+++ EXCERPT PROVIDED

Massively Parallel RNG using CUDA C, Thrust and C#

Introduction

On this post I’ll give you some simple examples how to use the massively parallel GPU on your computer to generate uniformly distributed psuedo-random numbers. Why GPU? Because it is orders of magnitude faster than CPU, does not occupy your CPU time, it is already on all computers and many other reasons I mentioned in my previous post. While there are maybe hundreds of ways to generate pseudorandom numbers I only covered four ways to do it on NVIDIA cards using CUDA related APIs:

1) A Basic Linear Congruential Generator (LCG) implementation using CUDA C
2) A Thrust C++ template library implementation
3) An NVIDIA CURAND implementation
4) A Mersenne Twister implementation using CUDA C

In order to demonstrate how to utilize the GPU, the implementations are provided as DLL’s and used within C# sample application. Perhaps there are many other APIs and ways worth to talk about to utilize your GPU within your C# application, but this post’s scope is limited only to the subject I mentioned above. I’m suggesting you to visit http://gpgpu.org/, if you already did not, to see the endless possibilities in this area.

While I was preparing these samples I saw that visualizing the data is very important to understand the algorithms. Therefore, I used Microsoft WPF on C# to visualize the generated random numbers. You can use your own application and copy the classes under the RNGLibs folder.

Background

About Random Number Generators (RNG)

The generation of random numbers is important in many applications like simulations, cryptography, sampling and mostly in statistics. A sequence of numbers is random when it does not have a recognizable pattern in it or in other words if it is non-deterministic. Although non-deterministic random numbers are ideal, the computer generated, deterministic random numbers can be statistically “random enough”. These random numbers are named as pseudo-random numbers and can have easily identifiable patterns if the algorithm is not chosen wisely. ( http://en.wikipedia.org/wiki/Pseudorandom_number_generator )

There are many pseudo-random number generators and also many different implementations of them in sequential and parallel environments. ( http://en.wikipedia.org/wiki/List_of_pseudorandom_number_generators ) On this post I used only Linear Congruential Generators, Xorshift and Mersenne Twister. Therefore, I explained only these three algorithm, but you can use CUDA to develop also other RNGs.

Thrust

As I mentioned in my previous post, writing code using CUDA API is very powerful in terms of controlling the hardware, but there are high level libraries like Thrust C++ template library, which provides many fundamental programming logic like sorting, prefix-sums, reductions, transformations etc.. The best part is that Thrust consists only of header files and is distributed with CUDA 4.0 installation.

++++++

_EXERCISE OBJECTIVE_
Copy the passage from the post on GPU random number generation, from "1) A Basic Linear" up to and including "in this area.". The records that follow come from a separate source.

+++ EXTRACTED INFORMATION

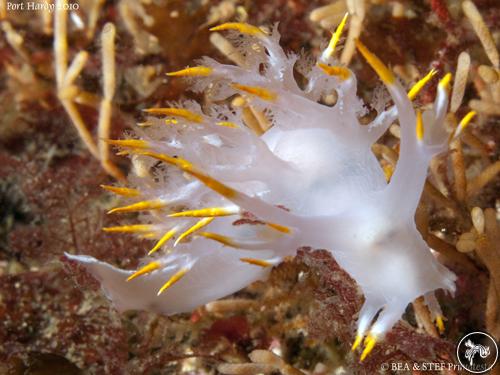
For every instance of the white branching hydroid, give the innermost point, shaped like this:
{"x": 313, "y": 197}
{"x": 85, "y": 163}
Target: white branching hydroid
{"x": 310, "y": 180}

++++++

_OUTPUT_
1) A Basic Linear Congruential Generator (LCG) implementation using CUDA C
2) A Thrust C++ template library implementation
3) An NVIDIA CURAND implementation
4) A Mersenne Twister implementation using CUDA C

In order to demonstrate how to utilize the GPU, the implementations are provided as DLL’s and used within C# sample application. Perhaps there are many other APIs and ways worth to talk about to utilize your GPU within your C# application, but this post’s scope is limited only to the subject I mentioned above. I’m suggesting you to visit http://gpgpu.org/, if you already did not, to see the endless possibilities in this area.